Dataset entries:

------------------------------------------------

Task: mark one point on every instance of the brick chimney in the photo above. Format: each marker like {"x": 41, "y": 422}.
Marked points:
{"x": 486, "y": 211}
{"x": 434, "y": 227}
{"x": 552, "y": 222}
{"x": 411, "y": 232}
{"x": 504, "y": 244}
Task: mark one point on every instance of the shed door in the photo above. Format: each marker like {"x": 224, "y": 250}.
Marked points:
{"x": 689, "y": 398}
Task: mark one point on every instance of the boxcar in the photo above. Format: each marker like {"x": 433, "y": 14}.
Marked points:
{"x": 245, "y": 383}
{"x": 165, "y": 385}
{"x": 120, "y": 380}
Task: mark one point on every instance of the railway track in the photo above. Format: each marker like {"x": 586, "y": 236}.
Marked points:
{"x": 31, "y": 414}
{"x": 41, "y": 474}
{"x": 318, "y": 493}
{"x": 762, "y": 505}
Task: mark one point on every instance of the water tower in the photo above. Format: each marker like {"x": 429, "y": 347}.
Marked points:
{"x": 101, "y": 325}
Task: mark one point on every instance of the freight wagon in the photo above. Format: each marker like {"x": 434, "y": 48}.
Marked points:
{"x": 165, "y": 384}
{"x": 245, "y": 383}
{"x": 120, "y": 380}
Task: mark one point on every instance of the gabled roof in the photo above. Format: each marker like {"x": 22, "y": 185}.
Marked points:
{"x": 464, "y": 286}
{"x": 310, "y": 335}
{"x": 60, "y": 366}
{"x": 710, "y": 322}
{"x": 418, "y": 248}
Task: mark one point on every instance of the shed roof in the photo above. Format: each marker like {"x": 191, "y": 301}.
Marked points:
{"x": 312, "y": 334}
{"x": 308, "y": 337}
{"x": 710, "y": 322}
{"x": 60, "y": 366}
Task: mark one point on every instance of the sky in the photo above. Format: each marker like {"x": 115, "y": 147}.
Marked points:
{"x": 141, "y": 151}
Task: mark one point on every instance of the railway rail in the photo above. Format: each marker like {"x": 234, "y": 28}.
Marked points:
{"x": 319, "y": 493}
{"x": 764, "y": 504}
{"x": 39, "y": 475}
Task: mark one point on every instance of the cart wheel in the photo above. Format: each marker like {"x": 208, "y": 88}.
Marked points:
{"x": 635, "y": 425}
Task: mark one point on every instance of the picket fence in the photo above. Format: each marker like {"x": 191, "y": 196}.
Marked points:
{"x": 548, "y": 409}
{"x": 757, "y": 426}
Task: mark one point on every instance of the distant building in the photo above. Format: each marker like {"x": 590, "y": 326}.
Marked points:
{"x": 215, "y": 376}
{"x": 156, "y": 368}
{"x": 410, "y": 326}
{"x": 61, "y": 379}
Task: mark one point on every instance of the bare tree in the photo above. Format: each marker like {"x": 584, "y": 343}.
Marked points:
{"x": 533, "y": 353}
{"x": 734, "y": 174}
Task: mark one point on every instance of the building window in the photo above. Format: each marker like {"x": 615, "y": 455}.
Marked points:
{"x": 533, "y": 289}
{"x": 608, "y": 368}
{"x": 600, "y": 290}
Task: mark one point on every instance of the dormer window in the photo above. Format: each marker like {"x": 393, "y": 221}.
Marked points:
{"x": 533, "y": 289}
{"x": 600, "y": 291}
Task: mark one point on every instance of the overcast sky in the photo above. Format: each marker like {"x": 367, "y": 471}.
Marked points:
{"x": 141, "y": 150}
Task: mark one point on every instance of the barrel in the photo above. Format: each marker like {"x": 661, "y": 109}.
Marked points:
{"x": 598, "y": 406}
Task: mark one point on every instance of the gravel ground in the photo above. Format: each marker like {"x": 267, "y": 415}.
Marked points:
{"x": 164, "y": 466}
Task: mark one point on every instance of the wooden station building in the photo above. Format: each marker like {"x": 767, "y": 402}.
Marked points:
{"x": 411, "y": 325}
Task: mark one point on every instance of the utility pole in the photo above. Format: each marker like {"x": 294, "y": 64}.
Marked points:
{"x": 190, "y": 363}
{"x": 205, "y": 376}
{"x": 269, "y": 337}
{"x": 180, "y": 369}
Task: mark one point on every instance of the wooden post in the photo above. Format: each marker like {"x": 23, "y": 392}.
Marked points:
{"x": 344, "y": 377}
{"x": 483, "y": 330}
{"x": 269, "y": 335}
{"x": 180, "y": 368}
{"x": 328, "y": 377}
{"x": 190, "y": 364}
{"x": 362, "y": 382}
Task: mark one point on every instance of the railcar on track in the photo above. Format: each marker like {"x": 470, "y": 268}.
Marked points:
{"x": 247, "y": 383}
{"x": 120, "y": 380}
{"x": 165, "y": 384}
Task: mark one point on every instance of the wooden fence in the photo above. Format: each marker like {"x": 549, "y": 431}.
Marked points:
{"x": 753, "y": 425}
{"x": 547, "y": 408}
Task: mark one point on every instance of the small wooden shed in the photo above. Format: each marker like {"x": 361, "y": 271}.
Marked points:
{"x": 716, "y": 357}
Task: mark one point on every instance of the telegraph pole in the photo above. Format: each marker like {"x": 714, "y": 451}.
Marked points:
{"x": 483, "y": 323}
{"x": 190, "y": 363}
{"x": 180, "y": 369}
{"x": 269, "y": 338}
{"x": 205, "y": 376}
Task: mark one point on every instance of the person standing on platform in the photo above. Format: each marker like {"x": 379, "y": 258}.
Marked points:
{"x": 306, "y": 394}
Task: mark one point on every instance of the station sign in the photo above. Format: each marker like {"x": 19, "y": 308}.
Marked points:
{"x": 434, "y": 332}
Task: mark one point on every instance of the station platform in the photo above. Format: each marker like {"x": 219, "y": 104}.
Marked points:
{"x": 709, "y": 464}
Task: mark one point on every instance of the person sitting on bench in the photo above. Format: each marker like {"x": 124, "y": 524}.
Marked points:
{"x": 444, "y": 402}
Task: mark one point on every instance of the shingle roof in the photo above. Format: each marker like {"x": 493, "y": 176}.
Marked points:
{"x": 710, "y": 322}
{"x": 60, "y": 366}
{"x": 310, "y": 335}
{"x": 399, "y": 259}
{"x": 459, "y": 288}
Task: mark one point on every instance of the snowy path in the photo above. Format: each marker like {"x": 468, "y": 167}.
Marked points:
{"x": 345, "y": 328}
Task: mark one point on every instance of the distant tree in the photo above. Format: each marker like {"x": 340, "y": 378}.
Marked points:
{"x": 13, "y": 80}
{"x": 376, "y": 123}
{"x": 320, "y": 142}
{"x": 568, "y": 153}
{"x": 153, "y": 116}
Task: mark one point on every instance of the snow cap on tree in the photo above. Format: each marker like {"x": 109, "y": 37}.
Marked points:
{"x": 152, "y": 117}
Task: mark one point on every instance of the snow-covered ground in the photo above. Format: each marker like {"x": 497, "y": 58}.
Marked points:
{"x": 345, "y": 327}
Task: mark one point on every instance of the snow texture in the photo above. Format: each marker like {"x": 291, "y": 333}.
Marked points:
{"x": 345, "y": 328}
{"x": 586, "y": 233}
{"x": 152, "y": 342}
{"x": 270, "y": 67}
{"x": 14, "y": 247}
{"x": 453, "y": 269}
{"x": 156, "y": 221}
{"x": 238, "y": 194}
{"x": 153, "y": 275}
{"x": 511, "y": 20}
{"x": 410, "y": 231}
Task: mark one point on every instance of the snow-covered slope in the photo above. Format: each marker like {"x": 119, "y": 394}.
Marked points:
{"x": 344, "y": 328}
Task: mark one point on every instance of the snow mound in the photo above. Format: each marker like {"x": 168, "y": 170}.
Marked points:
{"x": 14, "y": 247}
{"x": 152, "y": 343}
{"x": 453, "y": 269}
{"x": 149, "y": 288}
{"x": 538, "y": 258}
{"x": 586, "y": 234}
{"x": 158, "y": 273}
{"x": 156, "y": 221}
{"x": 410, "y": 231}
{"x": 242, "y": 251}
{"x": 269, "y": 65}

------------------------------------------------

Top to bottom, the records above must be output exactly.

Task: mark one point on every instance of the brick chimney in the photo above. Format: each marker like {"x": 41, "y": 422}.
Marked points:
{"x": 486, "y": 211}
{"x": 434, "y": 227}
{"x": 552, "y": 222}
{"x": 411, "y": 232}
{"x": 504, "y": 244}
Task: mark one point on every instance of the shed door in the photo above. Format: each marker like {"x": 224, "y": 250}.
Marked points:
{"x": 689, "y": 398}
Task: mark one point on every instance of the boxcar in the photo above. Format: each marker like {"x": 433, "y": 14}.
Marked points:
{"x": 245, "y": 383}
{"x": 165, "y": 385}
{"x": 120, "y": 380}
Task: mark one point on every instance of the railway track in the photo above. Format: each marker like {"x": 586, "y": 236}.
Marked points:
{"x": 31, "y": 414}
{"x": 41, "y": 474}
{"x": 318, "y": 493}
{"x": 762, "y": 505}
Task: mark one point on every instance of the water tower in the photo above. Format: each marker like {"x": 429, "y": 347}.
Marked points:
{"x": 101, "y": 325}
Task: mark one point on every instance of the freight wagon in the photo above. Format: each marker like {"x": 434, "y": 48}.
Marked points:
{"x": 165, "y": 384}
{"x": 245, "y": 383}
{"x": 120, "y": 380}
Task: mark one point on every instance of the gabled roof in the photo above. Format: each marker like {"x": 22, "y": 185}.
Marked points:
{"x": 464, "y": 286}
{"x": 310, "y": 335}
{"x": 60, "y": 366}
{"x": 710, "y": 322}
{"x": 418, "y": 248}
Task: mark one point on every instance of the shed roof in the photo above. Format: each marker like {"x": 191, "y": 301}.
Marked points:
{"x": 312, "y": 334}
{"x": 308, "y": 337}
{"x": 710, "y": 322}
{"x": 60, "y": 366}
Task: mark one point on every instance of the sky in the photo above. Format: each marker like {"x": 115, "y": 147}.
Marked points:
{"x": 141, "y": 151}
Task: mark one point on every instance of the railway rail in the photo above. Format: each marker like {"x": 234, "y": 28}.
Marked points:
{"x": 319, "y": 493}
{"x": 764, "y": 504}
{"x": 39, "y": 475}
Task: mark one point on every instance of the cart wheel in the photo above. Format: each marker like {"x": 208, "y": 88}.
Marked points:
{"x": 635, "y": 425}
Task: mark one point on every instance of the picket fence in the photo above. Format: each marker like {"x": 191, "y": 196}.
Marked points:
{"x": 548, "y": 409}
{"x": 757, "y": 426}
Task: mark one point on every instance of the distant building in the photo above. Format: each marker like {"x": 590, "y": 326}.
Marked points:
{"x": 215, "y": 376}
{"x": 156, "y": 368}
{"x": 410, "y": 326}
{"x": 61, "y": 379}
Task: mark one point on every instance of the bare tree in the photo above. Format: each marker like {"x": 584, "y": 343}.
Marked points:
{"x": 533, "y": 353}
{"x": 734, "y": 174}
Task: mark one point on every instance of the building window in the photo above. Format: each marker like {"x": 615, "y": 455}.
Marked points:
{"x": 533, "y": 289}
{"x": 608, "y": 368}
{"x": 600, "y": 290}
Task: mark one point on every instance of the dormer window in the photo above. Format: each marker like {"x": 393, "y": 221}.
Marked points:
{"x": 533, "y": 289}
{"x": 600, "y": 291}
Task: mark one point on every instance of the overcast sky in the photo above. Format: each marker like {"x": 367, "y": 471}.
Marked points:
{"x": 141, "y": 150}
Task: mark one point on every instance of the barrel in the photo above. Format: each marker like {"x": 661, "y": 109}.
Marked points:
{"x": 598, "y": 406}
Task: mark one point on every instance of the gravel ground in the photo above. Format: each marker like {"x": 267, "y": 415}.
Marked points:
{"x": 164, "y": 466}
Task: mark one point on every instance of the wooden station building in the photo above. Format: each marker like {"x": 767, "y": 402}.
Marked points:
{"x": 411, "y": 325}
Task: mark one point on every instance of the utility pole in the photo above. Format: each marker like {"x": 294, "y": 64}.
Marked points:
{"x": 190, "y": 363}
{"x": 205, "y": 376}
{"x": 269, "y": 337}
{"x": 180, "y": 369}
Task: mark one point on every instance of the wooden post in the photo above. Format: each marker like {"x": 23, "y": 392}.
Marked points:
{"x": 344, "y": 377}
{"x": 483, "y": 330}
{"x": 269, "y": 335}
{"x": 180, "y": 368}
{"x": 328, "y": 377}
{"x": 190, "y": 364}
{"x": 362, "y": 382}
Task: mark one point on every instance of the railcar on track in the photo above. Format: each marker like {"x": 470, "y": 268}.
Marked points:
{"x": 247, "y": 383}
{"x": 120, "y": 380}
{"x": 165, "y": 384}
Task: mark one point on every instance of the wooden fence in the photo above. Format: each marker like {"x": 549, "y": 431}.
Marked points:
{"x": 753, "y": 425}
{"x": 547, "y": 408}
Task: mark one point on every instance of the small wooden shed in the photo above. Format: each marker like {"x": 361, "y": 271}.
Marked points:
{"x": 716, "y": 357}
Task: mark one point on every instance of the telegraph pole in the photo above. Format: each marker like {"x": 714, "y": 451}.
Marked points:
{"x": 483, "y": 323}
{"x": 190, "y": 363}
{"x": 180, "y": 369}
{"x": 269, "y": 338}
{"x": 205, "y": 376}
Task: mark one point on every instance of the person standing on platform in the photo above. Format: each marker like {"x": 379, "y": 258}.
Marked points:
{"x": 306, "y": 394}
Task: mark one point on every instance of the station sign in the photo above. Format: each marker like {"x": 19, "y": 308}.
Marked points:
{"x": 434, "y": 332}
Task: mark one point on every instance of the station platform in the photo above. Format: each marker like {"x": 219, "y": 104}.
Marked points:
{"x": 709, "y": 464}
Task: mark one point on every instance of the person sitting on bench in the photo above. Format: each marker like {"x": 124, "y": 524}.
Marked points:
{"x": 444, "y": 402}
Task: mark one point on every instance of the shingle roof in the photo above. Format: each marker like {"x": 493, "y": 176}.
Marked points:
{"x": 710, "y": 322}
{"x": 60, "y": 366}
{"x": 310, "y": 335}
{"x": 399, "y": 259}
{"x": 459, "y": 288}
Task: mark one point on every instance of the snowy path in the photo above. Format: each marker like {"x": 468, "y": 167}.
Marked points:
{"x": 345, "y": 328}
Task: mark one point on every instance of the distant tree in the photo above. Format: each marker like {"x": 340, "y": 378}.
Marked points:
{"x": 13, "y": 80}
{"x": 376, "y": 123}
{"x": 320, "y": 142}
{"x": 568, "y": 153}
{"x": 153, "y": 116}
Task: mark one point on every instance of the snow cap on tree in the photo above. Format: each marker like {"x": 109, "y": 37}.
Marked points:
{"x": 152, "y": 117}
Task: mark one point on every instance of the snow-covered ground in the photo above. Format: each marker like {"x": 497, "y": 58}.
Marked points:
{"x": 345, "y": 327}
Task: mark one point on every instance of the snow texture in the photo above. Format: each marker like {"x": 291, "y": 333}.
Marked points:
{"x": 345, "y": 328}
{"x": 586, "y": 233}
{"x": 152, "y": 342}
{"x": 270, "y": 67}
{"x": 14, "y": 247}
{"x": 453, "y": 269}
{"x": 156, "y": 221}
{"x": 238, "y": 194}
{"x": 153, "y": 275}
{"x": 511, "y": 20}
{"x": 410, "y": 231}
Task: mark one point on every instance of the snow-covered slope in the photo above. Format: each marker like {"x": 119, "y": 394}.
Marked points:
{"x": 344, "y": 328}
Task: mark one point on every instance of the snow mound in the photo above. Format: each marker like {"x": 168, "y": 170}.
Marked points:
{"x": 14, "y": 247}
{"x": 152, "y": 343}
{"x": 453, "y": 269}
{"x": 149, "y": 288}
{"x": 538, "y": 258}
{"x": 586, "y": 234}
{"x": 158, "y": 273}
{"x": 156, "y": 221}
{"x": 410, "y": 231}
{"x": 242, "y": 251}
{"x": 269, "y": 65}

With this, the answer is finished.